▶ WHAT TO WORK ON
Exclude all pictures from your copy of the data below, which should otherwise match exactly.

--- ENTRIES SHOWN Enclosed Below ---

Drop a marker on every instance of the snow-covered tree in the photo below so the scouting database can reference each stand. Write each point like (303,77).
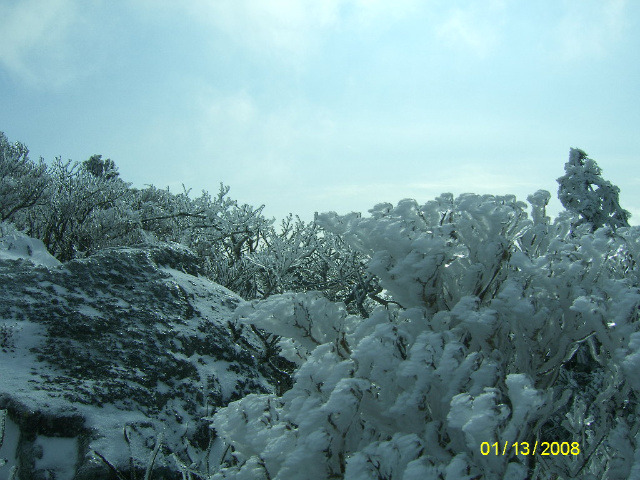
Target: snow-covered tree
(22,181)
(493,335)
(583,191)
(80,212)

--- End of Enclosed ENTRIES SHOWN ---

▶ TASK RESPONSE
Drop a marker on every instance of the snow-covered tree in the photo below so the scouting database can reference each stand. Write each point like (303,77).
Target: snow-covered tree
(22,181)
(493,335)
(583,191)
(80,212)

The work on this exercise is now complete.